» **INPUT RECORDS**:

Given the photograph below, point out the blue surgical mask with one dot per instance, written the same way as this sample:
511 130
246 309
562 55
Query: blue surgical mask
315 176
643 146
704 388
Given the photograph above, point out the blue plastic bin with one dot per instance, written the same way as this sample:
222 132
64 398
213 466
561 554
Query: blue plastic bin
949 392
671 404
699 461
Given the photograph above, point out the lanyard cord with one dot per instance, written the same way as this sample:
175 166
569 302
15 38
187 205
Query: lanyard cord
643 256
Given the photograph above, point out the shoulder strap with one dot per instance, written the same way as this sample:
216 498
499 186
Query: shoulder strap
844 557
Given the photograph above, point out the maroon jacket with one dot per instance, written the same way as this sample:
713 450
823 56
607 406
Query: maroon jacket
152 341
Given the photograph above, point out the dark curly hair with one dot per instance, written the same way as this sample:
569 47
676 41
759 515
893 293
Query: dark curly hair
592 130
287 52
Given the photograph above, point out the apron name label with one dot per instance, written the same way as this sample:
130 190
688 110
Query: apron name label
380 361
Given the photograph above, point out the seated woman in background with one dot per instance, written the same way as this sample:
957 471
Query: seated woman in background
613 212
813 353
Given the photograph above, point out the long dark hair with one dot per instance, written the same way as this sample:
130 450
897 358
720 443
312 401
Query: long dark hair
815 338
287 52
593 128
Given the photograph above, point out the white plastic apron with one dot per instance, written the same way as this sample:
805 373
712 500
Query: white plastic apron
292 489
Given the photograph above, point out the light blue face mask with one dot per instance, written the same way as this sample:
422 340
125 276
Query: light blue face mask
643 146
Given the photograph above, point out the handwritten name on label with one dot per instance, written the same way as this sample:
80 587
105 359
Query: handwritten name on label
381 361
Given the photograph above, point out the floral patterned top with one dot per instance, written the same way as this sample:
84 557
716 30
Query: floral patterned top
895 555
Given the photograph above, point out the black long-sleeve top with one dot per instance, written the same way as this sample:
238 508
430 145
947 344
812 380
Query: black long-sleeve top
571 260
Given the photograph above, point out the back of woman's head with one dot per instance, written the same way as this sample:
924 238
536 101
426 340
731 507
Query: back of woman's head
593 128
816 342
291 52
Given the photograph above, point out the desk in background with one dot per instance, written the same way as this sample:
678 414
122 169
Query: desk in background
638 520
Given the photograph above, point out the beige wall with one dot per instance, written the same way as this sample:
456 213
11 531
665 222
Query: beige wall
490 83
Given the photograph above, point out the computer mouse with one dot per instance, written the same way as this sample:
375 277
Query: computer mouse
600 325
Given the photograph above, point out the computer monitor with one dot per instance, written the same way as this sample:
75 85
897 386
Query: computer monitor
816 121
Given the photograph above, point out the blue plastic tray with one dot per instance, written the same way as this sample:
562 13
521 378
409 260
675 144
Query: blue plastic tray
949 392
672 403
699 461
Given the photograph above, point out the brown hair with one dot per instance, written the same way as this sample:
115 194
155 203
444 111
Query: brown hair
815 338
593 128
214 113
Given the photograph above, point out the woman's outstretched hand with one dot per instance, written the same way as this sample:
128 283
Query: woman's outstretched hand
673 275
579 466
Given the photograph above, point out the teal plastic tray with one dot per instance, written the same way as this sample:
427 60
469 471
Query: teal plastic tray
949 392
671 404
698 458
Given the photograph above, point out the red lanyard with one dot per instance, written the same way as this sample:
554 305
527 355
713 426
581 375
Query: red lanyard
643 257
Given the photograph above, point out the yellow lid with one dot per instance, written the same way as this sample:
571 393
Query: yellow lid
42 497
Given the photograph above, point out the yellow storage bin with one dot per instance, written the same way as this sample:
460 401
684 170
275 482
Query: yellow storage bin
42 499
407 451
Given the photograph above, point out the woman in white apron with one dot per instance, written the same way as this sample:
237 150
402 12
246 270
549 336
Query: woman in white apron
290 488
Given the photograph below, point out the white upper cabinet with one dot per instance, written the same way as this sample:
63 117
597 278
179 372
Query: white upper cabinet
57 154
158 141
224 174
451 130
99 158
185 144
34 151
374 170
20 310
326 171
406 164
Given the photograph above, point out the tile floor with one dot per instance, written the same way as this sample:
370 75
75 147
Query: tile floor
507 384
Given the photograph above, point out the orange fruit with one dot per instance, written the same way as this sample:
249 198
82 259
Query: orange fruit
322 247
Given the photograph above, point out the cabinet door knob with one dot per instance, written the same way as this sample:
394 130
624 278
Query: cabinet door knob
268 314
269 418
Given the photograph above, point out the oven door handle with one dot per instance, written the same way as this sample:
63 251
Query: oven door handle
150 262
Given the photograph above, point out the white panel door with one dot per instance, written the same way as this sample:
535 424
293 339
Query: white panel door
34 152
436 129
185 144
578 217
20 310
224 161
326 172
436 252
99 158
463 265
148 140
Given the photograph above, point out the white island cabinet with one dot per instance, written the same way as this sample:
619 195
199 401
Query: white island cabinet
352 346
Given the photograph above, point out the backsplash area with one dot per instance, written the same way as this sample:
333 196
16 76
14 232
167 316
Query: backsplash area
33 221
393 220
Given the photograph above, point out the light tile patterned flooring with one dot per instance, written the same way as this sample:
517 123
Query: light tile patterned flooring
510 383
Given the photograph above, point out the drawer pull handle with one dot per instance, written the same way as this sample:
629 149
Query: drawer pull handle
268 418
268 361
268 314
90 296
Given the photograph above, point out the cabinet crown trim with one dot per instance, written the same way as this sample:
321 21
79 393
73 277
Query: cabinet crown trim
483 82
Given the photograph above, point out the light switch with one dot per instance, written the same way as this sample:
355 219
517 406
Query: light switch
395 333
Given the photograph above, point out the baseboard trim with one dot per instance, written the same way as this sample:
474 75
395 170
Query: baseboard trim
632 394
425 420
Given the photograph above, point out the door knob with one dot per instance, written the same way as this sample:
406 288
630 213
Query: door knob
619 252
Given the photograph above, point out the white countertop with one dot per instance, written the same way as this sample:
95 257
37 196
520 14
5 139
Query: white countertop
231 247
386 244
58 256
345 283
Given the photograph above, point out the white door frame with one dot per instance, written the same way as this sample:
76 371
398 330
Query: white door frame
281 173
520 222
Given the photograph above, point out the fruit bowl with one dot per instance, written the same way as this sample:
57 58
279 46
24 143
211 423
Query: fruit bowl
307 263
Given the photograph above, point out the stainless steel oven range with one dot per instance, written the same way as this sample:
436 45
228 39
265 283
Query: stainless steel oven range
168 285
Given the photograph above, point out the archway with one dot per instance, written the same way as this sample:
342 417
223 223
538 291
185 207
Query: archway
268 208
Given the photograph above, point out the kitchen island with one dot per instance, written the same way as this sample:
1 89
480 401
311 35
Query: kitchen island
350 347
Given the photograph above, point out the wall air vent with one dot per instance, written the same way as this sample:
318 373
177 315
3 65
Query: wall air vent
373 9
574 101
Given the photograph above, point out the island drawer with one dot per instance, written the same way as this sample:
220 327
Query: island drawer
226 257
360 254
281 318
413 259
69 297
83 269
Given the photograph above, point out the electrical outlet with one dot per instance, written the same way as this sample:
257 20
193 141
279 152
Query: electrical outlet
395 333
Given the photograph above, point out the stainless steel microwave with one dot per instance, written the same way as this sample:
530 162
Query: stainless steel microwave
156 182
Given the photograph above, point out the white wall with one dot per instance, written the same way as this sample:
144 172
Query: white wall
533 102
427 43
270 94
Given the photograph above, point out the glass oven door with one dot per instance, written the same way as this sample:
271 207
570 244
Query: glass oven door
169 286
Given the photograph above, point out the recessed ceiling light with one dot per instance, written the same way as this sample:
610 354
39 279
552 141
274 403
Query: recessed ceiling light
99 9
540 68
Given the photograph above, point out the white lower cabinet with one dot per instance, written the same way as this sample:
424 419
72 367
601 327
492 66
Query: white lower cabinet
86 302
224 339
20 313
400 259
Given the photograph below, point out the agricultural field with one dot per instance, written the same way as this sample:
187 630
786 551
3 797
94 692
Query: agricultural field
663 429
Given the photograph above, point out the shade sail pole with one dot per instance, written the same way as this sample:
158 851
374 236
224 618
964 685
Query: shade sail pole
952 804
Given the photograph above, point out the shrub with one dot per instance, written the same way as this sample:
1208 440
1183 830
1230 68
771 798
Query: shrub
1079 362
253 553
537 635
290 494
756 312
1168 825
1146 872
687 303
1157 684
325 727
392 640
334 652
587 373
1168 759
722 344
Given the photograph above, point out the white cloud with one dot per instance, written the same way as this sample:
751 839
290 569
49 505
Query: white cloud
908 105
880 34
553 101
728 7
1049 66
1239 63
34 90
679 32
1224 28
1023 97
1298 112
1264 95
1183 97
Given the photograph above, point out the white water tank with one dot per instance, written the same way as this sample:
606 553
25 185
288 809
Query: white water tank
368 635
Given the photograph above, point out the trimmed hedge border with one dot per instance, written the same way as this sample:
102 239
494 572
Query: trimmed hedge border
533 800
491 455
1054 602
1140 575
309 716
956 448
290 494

» **EXERCISE AIM**: After locating the line that contains "Given the photograph above, point out the maroon", please copy exactly every line from the start of the records through it, and nothing else.

» **SOLUTION BELOW**:
Given the photograph below, point out the blue surgical mask with one dot per instance, written the same way as this sample:
511 130
246 309
562 55
Query: blue surgical mask
315 176
643 146
704 388
Given the photograph above, point out the blue plastic bin with one dot per instance, written the same way as this sample:
222 132
64 398
213 466
561 554
Query: blue plastic bin
949 392
671 404
699 461
Given the photograph above, point out the lanyard cord with one dot per instance, written the same way as this sample:
175 166
569 302
15 38
187 205
Query: lanyard cord
643 256
Given the photograph above, point out the shoulder strap with one dot per instance, written the same way as this sample:
216 498
499 186
Query: shoulder strap
844 557
Given the photograph above, point out the maroon jacket with one dot per instance, written the same way as this sample:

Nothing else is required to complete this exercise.